### [Requirements]
Can you convert every line of the records below into a JSON list of strings, one string per line, with blank lines omitted?

Entries drawn from a collection
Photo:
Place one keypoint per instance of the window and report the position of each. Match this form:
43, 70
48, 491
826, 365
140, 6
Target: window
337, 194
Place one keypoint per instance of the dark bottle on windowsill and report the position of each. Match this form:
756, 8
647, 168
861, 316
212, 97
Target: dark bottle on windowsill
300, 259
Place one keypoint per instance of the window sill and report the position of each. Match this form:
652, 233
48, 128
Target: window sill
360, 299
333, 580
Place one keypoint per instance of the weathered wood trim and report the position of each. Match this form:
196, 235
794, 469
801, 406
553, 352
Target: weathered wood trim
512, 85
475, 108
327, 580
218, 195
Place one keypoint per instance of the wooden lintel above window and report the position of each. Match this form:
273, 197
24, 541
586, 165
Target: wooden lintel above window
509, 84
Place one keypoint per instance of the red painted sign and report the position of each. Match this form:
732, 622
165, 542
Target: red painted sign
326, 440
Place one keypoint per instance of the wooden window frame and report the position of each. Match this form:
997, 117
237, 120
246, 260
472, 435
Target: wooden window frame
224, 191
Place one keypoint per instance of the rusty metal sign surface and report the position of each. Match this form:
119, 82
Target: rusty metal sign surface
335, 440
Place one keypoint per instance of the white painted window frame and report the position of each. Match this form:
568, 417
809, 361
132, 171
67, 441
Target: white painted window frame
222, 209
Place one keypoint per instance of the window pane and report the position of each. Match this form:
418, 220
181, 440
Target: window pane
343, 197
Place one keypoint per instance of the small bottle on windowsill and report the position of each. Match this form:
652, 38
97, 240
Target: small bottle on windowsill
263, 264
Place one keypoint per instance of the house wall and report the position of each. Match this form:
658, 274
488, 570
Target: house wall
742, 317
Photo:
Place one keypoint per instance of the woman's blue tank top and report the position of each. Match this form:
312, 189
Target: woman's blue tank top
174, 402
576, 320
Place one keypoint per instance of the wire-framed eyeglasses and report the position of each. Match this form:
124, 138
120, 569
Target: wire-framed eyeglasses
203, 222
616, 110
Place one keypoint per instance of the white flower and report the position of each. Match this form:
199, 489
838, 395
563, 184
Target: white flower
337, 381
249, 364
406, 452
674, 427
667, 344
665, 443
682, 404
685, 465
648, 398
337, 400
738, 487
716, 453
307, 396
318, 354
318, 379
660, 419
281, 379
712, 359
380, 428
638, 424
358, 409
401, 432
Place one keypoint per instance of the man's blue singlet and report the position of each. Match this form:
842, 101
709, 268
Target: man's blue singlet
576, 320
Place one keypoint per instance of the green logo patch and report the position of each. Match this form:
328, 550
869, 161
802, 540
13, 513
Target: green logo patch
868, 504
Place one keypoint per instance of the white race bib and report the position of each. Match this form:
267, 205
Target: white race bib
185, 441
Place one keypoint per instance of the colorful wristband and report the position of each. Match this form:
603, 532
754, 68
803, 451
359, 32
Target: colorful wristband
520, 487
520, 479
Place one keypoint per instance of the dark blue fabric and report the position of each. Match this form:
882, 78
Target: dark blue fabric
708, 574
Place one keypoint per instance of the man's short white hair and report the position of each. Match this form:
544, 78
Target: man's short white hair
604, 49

### [Answer]
[
  "Photo:",
  "Place one keypoint per instance of the window and report the position of each. Match this form:",
  "43, 70",
  "48, 491",
  "826, 365",
  "140, 6",
  "Target: window",
  "337, 194",
  "Place one keypoint per instance of the dark bottle on windowsill and report the position of each. Match this form:",
  "756, 8",
  "647, 168",
  "861, 316",
  "212, 97",
  "Target: dark bottle on windowsill",
  "300, 259",
  "Place one keypoint per instance of the window sill and report the position of each. Match this form:",
  "652, 233",
  "48, 128",
  "Target: window sill",
  "360, 299",
  "333, 580",
  "Place one keypoint per instance of the weathered wood trim and report the position of each. Match this form:",
  "196, 235",
  "794, 469",
  "801, 406",
  "553, 352",
  "Target: weathered wood trim",
  "512, 85",
  "475, 108",
  "327, 580",
  "218, 195",
  "Place one keypoint per instance of the wooden lintel above window and report the position of each. Match this form:",
  "273, 197",
  "24, 541",
  "586, 165",
  "Target: wooden lintel above window",
  "509, 84",
  "Place one keypoint per instance of the red painted sign and report the position of each. Match this form:",
  "732, 622",
  "165, 542",
  "Target: red painted sign",
  "326, 440",
  "Place one keypoint per instance of the wooden window frame and report the position of each. Match this form:",
  "997, 117",
  "237, 120",
  "246, 260",
  "472, 435",
  "Target: wooden window frame",
  "224, 191",
  "Place one keypoint per instance of the rusty metal sign surface and report the position of each. Match this form:",
  "119, 82",
  "Target: rusty metal sign surface",
  "335, 440",
  "Place one keypoint per instance of the white painted window frame and report the position of each. Match this form:",
  "568, 417",
  "809, 361",
  "132, 171",
  "67, 441",
  "Target: white painted window frame",
  "222, 209",
  "Place one keypoint per instance of the window pane and report the position of each. Match this form:",
  "418, 220",
  "181, 440",
  "Target: window pane",
  "343, 197",
  "Place one keypoint per instance of the small bottle on windowsill and report the position of each. Match this form:",
  "652, 38",
  "97, 240",
  "Target: small bottle on windowsill",
  "263, 264",
  "Place one keypoint per instance of the house wall and report the position of each. Match this form:",
  "658, 274",
  "488, 570",
  "Target: house wall",
  "742, 317",
  "Photo:",
  "Place one keypoint per instance of the woman's blue tank top and report the position of each. Match this form:",
  "312, 189",
  "Target: woman's blue tank top",
  "174, 402",
  "576, 320",
  "Place one keypoint per instance of the wire-framed eyeglasses and report the position of each. Match this form:",
  "124, 138",
  "120, 569",
  "Target: wire-framed eyeglasses",
  "203, 222",
  "616, 110",
  "Place one keypoint per instance of the white flower and report the position of each. Match this form:",
  "199, 489",
  "838, 395",
  "563, 184",
  "Target: white flower",
  "337, 381",
  "249, 364",
  "406, 452",
  "674, 427",
  "667, 344",
  "665, 443",
  "682, 404",
  "685, 465",
  "648, 398",
  "337, 400",
  "738, 487",
  "716, 453",
  "307, 396",
  "318, 354",
  "318, 379",
  "660, 419",
  "281, 379",
  "712, 359",
  "380, 428",
  "638, 424",
  "358, 409",
  "401, 432",
  "Place one keypoint per instance of the man's blue singlet and report the position of each. Match this form:",
  "842, 101",
  "709, 268",
  "Target: man's blue singlet",
  "576, 320",
  "Place one keypoint per instance of the green logo patch and report the position of each. Match this form:",
  "328, 550",
  "869, 161",
  "802, 540",
  "13, 513",
  "Target: green logo patch",
  "868, 504",
  "Place one keypoint per instance of the white race bib and report the position of each. Match this form:",
  "267, 205",
  "Target: white race bib",
  "185, 441",
  "Place one keypoint per instance of the colorful wristband and report the position of each. Match this form:",
  "603, 532",
  "754, 68",
  "803, 451",
  "359, 32",
  "Target: colorful wristband",
  "520, 487",
  "520, 479",
  "Place one keypoint per instance of the dark blue fabric and report the position of each. Match this form:",
  "882, 78",
  "Target: dark blue fabric",
  "708, 574",
  "Place one keypoint per instance of the man's short white hair and report the position of each. Match this form:",
  "544, 78",
  "Target: man's short white hair",
  "604, 49"
]